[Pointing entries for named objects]

***

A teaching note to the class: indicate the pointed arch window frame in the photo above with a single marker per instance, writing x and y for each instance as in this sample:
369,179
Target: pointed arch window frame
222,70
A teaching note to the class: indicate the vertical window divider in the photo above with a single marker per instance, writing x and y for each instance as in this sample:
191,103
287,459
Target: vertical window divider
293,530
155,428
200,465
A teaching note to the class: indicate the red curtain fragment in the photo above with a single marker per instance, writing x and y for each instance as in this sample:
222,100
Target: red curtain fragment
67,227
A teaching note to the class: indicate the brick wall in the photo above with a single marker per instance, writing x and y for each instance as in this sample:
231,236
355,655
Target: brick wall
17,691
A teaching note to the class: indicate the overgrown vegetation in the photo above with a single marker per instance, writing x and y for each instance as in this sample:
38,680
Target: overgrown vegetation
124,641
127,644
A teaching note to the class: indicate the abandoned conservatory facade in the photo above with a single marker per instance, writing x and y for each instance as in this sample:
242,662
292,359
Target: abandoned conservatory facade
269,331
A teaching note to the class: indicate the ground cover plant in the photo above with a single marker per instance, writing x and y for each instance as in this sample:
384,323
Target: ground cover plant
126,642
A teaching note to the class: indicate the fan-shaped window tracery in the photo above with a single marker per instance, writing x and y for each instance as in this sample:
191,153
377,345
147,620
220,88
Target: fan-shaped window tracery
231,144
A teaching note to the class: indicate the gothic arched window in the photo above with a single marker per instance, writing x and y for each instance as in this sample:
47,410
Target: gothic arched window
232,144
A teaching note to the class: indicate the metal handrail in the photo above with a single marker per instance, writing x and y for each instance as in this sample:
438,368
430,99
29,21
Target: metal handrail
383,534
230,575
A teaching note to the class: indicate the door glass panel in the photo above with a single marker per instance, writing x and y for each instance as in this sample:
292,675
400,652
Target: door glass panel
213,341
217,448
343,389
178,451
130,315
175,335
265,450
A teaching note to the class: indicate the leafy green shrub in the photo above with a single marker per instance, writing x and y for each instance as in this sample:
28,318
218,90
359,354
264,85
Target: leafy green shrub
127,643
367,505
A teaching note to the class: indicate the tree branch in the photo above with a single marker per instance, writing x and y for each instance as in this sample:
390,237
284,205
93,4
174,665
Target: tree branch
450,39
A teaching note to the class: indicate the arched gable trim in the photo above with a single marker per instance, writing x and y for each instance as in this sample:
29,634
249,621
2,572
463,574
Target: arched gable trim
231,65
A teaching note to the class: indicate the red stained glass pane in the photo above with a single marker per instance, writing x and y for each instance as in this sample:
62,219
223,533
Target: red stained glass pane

***

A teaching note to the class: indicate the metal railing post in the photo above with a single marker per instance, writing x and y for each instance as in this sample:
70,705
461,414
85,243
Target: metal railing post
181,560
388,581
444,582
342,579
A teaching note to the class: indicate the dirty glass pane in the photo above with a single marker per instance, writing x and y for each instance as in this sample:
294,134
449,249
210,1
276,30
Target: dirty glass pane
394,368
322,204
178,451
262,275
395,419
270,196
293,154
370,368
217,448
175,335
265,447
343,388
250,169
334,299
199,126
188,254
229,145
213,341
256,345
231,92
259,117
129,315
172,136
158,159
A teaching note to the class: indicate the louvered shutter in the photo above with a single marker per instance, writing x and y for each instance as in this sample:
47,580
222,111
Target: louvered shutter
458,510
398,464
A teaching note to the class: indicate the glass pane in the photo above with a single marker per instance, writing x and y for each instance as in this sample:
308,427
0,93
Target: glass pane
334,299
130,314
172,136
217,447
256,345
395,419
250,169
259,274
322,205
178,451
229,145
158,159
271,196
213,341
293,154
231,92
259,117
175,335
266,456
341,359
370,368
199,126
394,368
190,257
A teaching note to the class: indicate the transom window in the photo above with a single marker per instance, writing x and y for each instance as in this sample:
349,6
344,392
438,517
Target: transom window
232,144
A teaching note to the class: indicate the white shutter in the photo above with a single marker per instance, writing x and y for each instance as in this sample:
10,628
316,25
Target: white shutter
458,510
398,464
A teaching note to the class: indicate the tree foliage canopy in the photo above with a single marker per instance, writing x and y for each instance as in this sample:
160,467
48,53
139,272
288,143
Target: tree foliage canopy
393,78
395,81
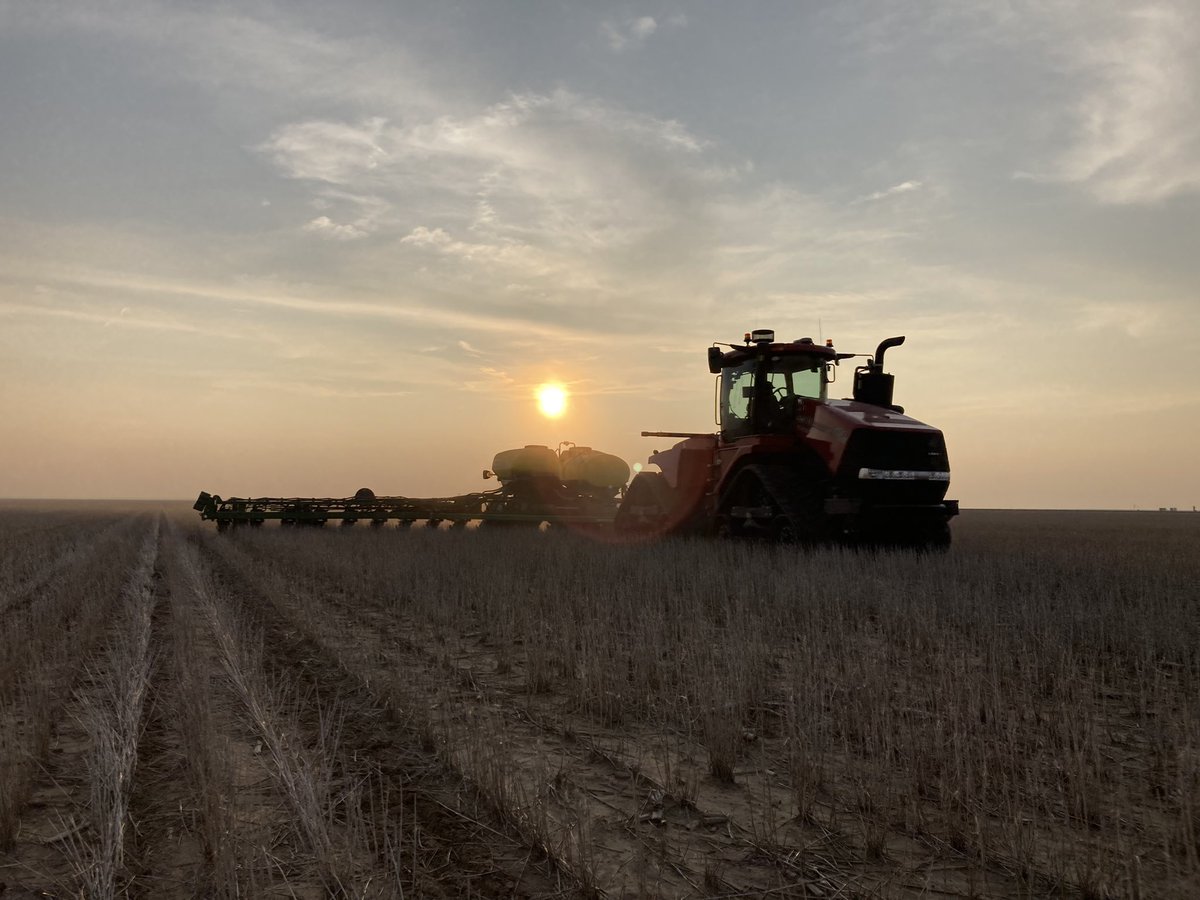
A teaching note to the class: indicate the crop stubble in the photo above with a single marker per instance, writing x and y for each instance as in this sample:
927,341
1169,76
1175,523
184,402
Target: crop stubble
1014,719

***

▶ **Short problem**
Filter the material above, keeping only the lines that contain the word "frame".

▶ **Solution for this exercise**
A teaching note to the class: indicate the pointed arch window frame in the photo above with a single marker per instance, writing x and y for each instance as in this sample:
Target: pointed arch window frame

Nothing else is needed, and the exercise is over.